▶ **Exercise instructions**
Extract and repeat word for word the lines of the data from the line containing "Point to the mountain peak, one" through the line containing "(1041, 567)", with both of those lines included.

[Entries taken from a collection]
● ● ● ● ● ● ●

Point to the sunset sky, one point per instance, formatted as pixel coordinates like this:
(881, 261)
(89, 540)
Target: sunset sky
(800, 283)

● ● ● ● ● ● ●

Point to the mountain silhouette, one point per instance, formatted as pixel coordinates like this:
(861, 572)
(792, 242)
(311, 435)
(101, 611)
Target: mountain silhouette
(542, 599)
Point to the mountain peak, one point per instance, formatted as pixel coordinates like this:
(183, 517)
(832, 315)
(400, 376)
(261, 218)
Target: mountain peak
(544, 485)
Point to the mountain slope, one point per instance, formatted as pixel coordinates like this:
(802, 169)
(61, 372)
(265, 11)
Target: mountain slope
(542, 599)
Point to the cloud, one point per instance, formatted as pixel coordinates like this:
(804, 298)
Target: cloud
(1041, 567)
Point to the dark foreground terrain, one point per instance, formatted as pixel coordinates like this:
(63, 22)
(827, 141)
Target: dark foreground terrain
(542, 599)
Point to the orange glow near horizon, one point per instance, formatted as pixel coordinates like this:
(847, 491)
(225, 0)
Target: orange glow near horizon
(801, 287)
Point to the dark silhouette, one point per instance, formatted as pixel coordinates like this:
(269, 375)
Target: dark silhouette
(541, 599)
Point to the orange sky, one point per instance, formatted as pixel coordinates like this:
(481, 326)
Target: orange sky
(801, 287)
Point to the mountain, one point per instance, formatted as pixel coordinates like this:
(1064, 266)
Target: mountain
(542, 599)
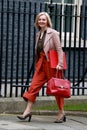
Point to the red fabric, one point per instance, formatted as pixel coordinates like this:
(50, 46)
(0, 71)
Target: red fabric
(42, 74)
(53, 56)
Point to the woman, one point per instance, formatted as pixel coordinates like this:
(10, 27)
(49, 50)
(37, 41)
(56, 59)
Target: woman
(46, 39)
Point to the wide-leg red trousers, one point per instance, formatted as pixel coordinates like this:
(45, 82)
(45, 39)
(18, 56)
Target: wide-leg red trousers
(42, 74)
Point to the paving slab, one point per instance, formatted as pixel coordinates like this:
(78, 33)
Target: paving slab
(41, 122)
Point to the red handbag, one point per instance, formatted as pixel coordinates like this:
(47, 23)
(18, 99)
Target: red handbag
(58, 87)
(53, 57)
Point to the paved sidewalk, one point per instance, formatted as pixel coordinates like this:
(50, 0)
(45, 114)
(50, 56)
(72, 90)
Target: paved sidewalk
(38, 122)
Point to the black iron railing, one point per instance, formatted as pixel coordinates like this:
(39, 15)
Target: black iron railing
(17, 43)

● ● ● ● ● ● ●

▶ **Full output**
Point to the mountain peak, one point per instance, formatted as pixel coordinates like this:
(183, 517)
(832, 315)
(400, 376)
(261, 218)
Target: mountain peak
(544, 485)
Point to the mountain slope, one point per instance, formatted as pixel coordinates like this:
(802, 169)
(61, 372)
(265, 11)
Target: mountain slope
(542, 599)
Point to the cloud, one point per instance, formatted as pixel coordinates like this:
(804, 298)
Target: cloud
(1041, 567)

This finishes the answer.